▶ **Given records**
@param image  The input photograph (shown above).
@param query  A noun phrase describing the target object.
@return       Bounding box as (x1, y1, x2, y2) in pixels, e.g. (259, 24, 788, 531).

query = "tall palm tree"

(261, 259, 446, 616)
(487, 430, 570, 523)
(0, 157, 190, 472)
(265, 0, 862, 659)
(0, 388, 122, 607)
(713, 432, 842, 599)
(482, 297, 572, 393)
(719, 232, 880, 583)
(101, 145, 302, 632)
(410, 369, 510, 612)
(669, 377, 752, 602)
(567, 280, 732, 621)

▶ **Task to complete**
An exact copy of every record is needed; write it out in full.

▶ **Result of the task**
@param image  The input photograph (shown above).
@param query  A noun phrase describing the target object.
@return       Bounding box as (x1, y1, x2, y2) in pixels, e.g. (259, 24, 788, 531).

query = "tall palm tree"

(261, 259, 446, 616)
(487, 430, 570, 523)
(0, 157, 190, 472)
(265, 0, 862, 659)
(0, 388, 122, 607)
(713, 432, 842, 599)
(482, 297, 572, 393)
(719, 232, 880, 583)
(101, 145, 302, 632)
(410, 369, 510, 612)
(669, 377, 752, 602)
(567, 280, 732, 621)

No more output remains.